What is expected
The records below are to be retyped in full. Keep every word.

Input material
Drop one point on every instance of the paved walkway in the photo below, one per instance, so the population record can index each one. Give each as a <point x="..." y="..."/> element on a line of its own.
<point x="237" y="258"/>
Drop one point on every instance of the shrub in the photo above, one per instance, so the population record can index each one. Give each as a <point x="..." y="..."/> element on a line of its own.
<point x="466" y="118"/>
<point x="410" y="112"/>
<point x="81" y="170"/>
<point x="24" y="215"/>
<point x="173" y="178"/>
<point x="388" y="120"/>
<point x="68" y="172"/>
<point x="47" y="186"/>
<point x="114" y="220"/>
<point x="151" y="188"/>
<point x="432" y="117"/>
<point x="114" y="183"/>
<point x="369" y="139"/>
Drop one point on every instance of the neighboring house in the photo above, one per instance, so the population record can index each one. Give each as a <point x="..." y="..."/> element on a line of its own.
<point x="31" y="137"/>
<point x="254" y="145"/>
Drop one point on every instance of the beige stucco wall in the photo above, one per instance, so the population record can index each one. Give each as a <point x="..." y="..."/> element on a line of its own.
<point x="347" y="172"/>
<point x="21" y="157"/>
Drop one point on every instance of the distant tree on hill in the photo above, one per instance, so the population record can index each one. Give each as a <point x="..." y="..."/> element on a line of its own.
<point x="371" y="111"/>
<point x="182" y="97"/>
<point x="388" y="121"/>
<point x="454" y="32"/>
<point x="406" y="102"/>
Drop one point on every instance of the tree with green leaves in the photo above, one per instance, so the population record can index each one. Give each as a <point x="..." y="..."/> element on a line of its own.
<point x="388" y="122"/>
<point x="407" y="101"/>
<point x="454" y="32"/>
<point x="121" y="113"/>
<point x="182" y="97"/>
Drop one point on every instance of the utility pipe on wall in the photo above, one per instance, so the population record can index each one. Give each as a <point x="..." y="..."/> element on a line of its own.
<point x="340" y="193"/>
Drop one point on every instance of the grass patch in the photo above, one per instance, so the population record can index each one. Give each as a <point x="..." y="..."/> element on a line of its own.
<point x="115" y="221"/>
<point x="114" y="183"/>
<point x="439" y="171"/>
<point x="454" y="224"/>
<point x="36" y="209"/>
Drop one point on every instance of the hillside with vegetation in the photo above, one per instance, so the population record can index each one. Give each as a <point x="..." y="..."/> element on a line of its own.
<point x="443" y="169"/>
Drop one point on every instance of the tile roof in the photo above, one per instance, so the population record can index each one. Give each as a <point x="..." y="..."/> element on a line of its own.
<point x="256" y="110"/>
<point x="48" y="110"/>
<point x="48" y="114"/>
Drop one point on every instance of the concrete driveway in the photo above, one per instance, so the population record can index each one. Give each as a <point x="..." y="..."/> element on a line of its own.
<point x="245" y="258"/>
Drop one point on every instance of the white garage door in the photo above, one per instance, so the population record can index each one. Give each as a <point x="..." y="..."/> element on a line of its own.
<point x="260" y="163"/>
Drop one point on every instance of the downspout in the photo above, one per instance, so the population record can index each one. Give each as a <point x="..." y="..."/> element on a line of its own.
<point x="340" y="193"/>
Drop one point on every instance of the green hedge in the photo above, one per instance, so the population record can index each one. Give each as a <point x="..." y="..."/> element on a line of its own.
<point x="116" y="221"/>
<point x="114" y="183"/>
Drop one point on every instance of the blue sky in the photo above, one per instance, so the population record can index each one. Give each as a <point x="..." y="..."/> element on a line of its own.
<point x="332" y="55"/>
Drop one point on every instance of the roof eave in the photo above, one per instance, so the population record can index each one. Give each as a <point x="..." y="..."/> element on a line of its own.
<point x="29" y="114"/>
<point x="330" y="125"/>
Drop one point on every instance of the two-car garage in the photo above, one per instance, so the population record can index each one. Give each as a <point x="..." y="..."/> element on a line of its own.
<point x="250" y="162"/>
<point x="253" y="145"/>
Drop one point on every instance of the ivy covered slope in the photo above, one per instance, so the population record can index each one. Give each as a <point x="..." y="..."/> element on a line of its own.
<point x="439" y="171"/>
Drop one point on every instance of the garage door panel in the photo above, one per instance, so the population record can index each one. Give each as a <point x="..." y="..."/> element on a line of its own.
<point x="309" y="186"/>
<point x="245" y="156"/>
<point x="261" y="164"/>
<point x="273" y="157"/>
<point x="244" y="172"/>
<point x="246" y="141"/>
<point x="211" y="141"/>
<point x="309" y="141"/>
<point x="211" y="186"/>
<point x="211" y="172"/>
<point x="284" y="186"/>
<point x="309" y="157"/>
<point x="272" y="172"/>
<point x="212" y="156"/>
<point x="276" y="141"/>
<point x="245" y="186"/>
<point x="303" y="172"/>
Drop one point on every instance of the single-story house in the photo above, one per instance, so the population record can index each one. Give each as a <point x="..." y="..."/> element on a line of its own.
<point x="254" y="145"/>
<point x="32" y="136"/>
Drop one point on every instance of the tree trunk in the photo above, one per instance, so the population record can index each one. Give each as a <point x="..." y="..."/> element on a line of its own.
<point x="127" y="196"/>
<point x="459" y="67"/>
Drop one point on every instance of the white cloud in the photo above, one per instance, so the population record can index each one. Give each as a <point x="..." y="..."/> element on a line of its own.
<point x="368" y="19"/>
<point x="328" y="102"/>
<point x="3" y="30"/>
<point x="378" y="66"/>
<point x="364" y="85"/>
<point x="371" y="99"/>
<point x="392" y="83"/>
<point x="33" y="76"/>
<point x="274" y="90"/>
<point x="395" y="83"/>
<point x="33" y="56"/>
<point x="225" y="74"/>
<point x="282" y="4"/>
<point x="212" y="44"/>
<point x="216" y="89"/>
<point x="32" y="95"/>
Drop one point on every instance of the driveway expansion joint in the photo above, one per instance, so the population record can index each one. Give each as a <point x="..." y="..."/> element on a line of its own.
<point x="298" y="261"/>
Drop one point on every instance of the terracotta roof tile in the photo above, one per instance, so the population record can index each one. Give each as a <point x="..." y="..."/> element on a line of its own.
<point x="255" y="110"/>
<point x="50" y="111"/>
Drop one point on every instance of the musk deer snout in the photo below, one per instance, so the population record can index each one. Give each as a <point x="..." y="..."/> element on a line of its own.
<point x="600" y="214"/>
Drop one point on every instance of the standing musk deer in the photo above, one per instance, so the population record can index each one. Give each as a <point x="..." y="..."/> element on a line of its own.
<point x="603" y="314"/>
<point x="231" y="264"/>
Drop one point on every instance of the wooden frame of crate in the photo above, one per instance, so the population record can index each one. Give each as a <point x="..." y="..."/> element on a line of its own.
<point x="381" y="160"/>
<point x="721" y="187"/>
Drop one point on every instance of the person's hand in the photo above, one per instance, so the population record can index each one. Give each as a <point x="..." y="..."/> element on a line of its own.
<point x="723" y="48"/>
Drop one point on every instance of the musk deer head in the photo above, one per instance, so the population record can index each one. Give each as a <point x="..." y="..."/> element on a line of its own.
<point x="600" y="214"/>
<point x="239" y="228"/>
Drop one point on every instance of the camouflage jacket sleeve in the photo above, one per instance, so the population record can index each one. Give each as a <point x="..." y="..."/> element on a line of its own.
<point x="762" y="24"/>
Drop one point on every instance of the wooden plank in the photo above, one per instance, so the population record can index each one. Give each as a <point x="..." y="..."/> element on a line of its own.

Response
Drop one point on every instance of the paved walkway in the photo below, one per instance, so the population record can index each one. Give each as a <point x="..." y="..."/> element on a line of its own.
<point x="237" y="258"/>
Drop one point on every instance of the shrub in the photo above, one per instance, so the population record can index each one. Give each as a <point x="..." y="..."/> element on a line of its own.
<point x="466" y="118"/>
<point x="410" y="112"/>
<point x="81" y="170"/>
<point x="24" y="215"/>
<point x="173" y="178"/>
<point x="388" y="120"/>
<point x="68" y="172"/>
<point x="47" y="186"/>
<point x="114" y="220"/>
<point x="151" y="188"/>
<point x="432" y="117"/>
<point x="114" y="183"/>
<point x="369" y="139"/>
Drop one point on every instance of the neighboring house in the photo above, one per instance, so the population record can index each one. Give each as a <point x="..." y="..."/> element on a line of its own.
<point x="31" y="137"/>
<point x="254" y="145"/>
Drop one point on every instance of the beige stucco wall in the photo above, one per instance, so the population record can index each one. Give each as a <point x="..." y="..."/> element on a line of its own.
<point x="347" y="172"/>
<point x="21" y="157"/>
Drop one point on every instance of the distant tree on hill in the photo above, one per instance, so the population record can index each one. Give each as a <point x="..." y="..."/> element on a line of its own.
<point x="371" y="111"/>
<point x="182" y="97"/>
<point x="388" y="121"/>
<point x="454" y="32"/>
<point x="406" y="102"/>
Drop one point on every instance of the tree with green leaves in the photo above, one per instance, so the population record can index each one. Give each as a <point x="..." y="..."/> element on a line of its own.
<point x="388" y="122"/>
<point x="407" y="101"/>
<point x="454" y="32"/>
<point x="121" y="113"/>
<point x="182" y="97"/>
Drop one point on every instance of the utility pipe on wall in the photo above, one per instance, so the population record can index each one. Give each as a <point x="..." y="..."/> element on a line of its own.
<point x="340" y="193"/>
Drop one point on every instance of the grass patch in the photo above, one per instance, so the population record can index each one. Give each as a <point x="..." y="..."/> element on a line of its own.
<point x="115" y="221"/>
<point x="114" y="183"/>
<point x="439" y="171"/>
<point x="454" y="224"/>
<point x="36" y="209"/>
Drop one point on every instance of the hillside with vegetation in the photo above, one per instance, so the population record can index each one. Give each as a <point x="..." y="..."/> element on a line of its own.
<point x="443" y="169"/>
Drop one point on every instance of the tile roof in the photo above, one per instance, so the population record can index each one. Give each as a <point x="..." y="..."/> element on a line of its own.
<point x="256" y="110"/>
<point x="48" y="110"/>
<point x="48" y="114"/>
Drop one point on every instance of the concrete driveway in the photo above, one per instance, so the population record can index each one. Give each as a <point x="..." y="..."/> element on a line of its own.
<point x="245" y="258"/>
Drop one point on every instance of the white garage door in the photo above, one per instance, so the population record can index each one. Give each as a <point x="..." y="..."/> element on a line of its own.
<point x="260" y="163"/>
Drop one point on every instance of the downspout in the photo above, one per instance, so the population record can index each one. Give each as a <point x="..." y="..."/> element on a line of its own.
<point x="340" y="193"/>
Drop one point on every instance of the green hedge in the photo above, one per instance, so the population record can index each one. Give each as a <point x="..." y="..."/> element on a line of its own.
<point x="116" y="221"/>
<point x="114" y="183"/>
Drop one point on every instance of the blue sky in the photo above, one per instance, so the population record can index each one. Give each as a <point x="..." y="..."/> element on a line of its own.
<point x="332" y="55"/>
Drop one point on every instance of the roof eave in the photo above, one per instance, so the population record can index each one. Give each as a <point x="..." y="..."/> element on a line of its own.
<point x="29" y="114"/>
<point x="330" y="125"/>
Drop one point on every instance of the two-car garage in the photo above, one per instance, so the population record can index each one. Give each as a <point x="..." y="..."/> element on a line of its own.
<point x="250" y="162"/>
<point x="253" y="145"/>
Drop one point on every instance of the ivy covered slope in the photo above, one per instance, so the population record can index each one. Give each as a <point x="..." y="..."/> element on a line of its own.
<point x="439" y="171"/>
Drop one point on every instance of the garage door panel in the photo above, one per instance, so the population record can index each one. Give each as a <point x="..." y="..."/> element on a line of its own.
<point x="309" y="186"/>
<point x="245" y="156"/>
<point x="261" y="164"/>
<point x="273" y="157"/>
<point x="244" y="172"/>
<point x="246" y="141"/>
<point x="211" y="141"/>
<point x="309" y="141"/>
<point x="211" y="186"/>
<point x="211" y="172"/>
<point x="284" y="186"/>
<point x="309" y="157"/>
<point x="272" y="172"/>
<point x="212" y="156"/>
<point x="276" y="141"/>
<point x="245" y="186"/>
<point x="303" y="172"/>
Drop one point on every instance of the single-story house in the photo above, one per instance, so the population record can index each one. Give each as a <point x="..." y="..."/> element on a line of its own.
<point x="254" y="145"/>
<point x="32" y="136"/>
Drop one point on every instance of the tree trunk in the photo above, one per instance, so the population record can index each one. Give each as a <point x="..." y="..."/> element on a line of its own.
<point x="127" y="196"/>
<point x="459" y="67"/>
Drop one point on every instance of the white cloud in the photo above, one per instance, so the population record can index each one. Give each as a <point x="..." y="..."/> element on a line of its own.
<point x="368" y="19"/>
<point x="328" y="102"/>
<point x="3" y="30"/>
<point x="378" y="66"/>
<point x="364" y="85"/>
<point x="371" y="99"/>
<point x="392" y="83"/>
<point x="33" y="76"/>
<point x="274" y="90"/>
<point x="395" y="83"/>
<point x="33" y="56"/>
<point x="225" y="74"/>
<point x="282" y="4"/>
<point x="212" y="44"/>
<point x="216" y="89"/>
<point x="32" y="95"/>
Drop one point on every instance of the driveway expansion joint in the photo above, one per instance, so the population record can index each one. Give each as a <point x="..." y="..."/> element on a line of its own.
<point x="298" y="261"/>
Drop one point on every instance of the terracotta roof tile in the photo above, one per instance, so the population record can index each one. Give each as a <point x="..." y="..."/> element on a line of its own.
<point x="255" y="110"/>
<point x="50" y="111"/>
Drop one point on every instance of the musk deer snout in the photo below, one per instance, so the population record can index each one. Give each as a <point x="..." y="..."/> element on a line of its own.
<point x="600" y="214"/>
Drop one point on every instance of the standing musk deer in the photo above, one per instance, so the population record can index each one. Give each as a <point x="..." y="..."/> element on a line of its own.
<point x="603" y="314"/>
<point x="231" y="264"/>
Drop one point on every instance of the wooden frame of crate in the photo above, one per instance, so the population record can index each one. Give each as a <point x="..." y="..."/> element on a line of its own.
<point x="381" y="160"/>
<point x="721" y="187"/>
Drop one point on every instance of the person's hand in the photo above, one per instance, so the population record can index each one. Give each as a <point x="..." y="..."/> element on a line of its own.
<point x="723" y="48"/>
Drop one point on every instance of the musk deer head in the photo above, one per instance, so the population record can index each one. Give each as a <point x="..." y="..."/> element on a line of its own.
<point x="600" y="214"/>
<point x="239" y="228"/>
Drop one point on every instance of the camouflage jacket sleeve in the photo above, one per instance, so the population record can index each one. Give each as a <point x="..." y="..."/> element on a line of its own.
<point x="762" y="24"/>
Drop one point on every instance of the wooden plank in the photo above, one per instance, so the population record can index each one. Give each as a <point x="..." y="..."/> element on a line of its own.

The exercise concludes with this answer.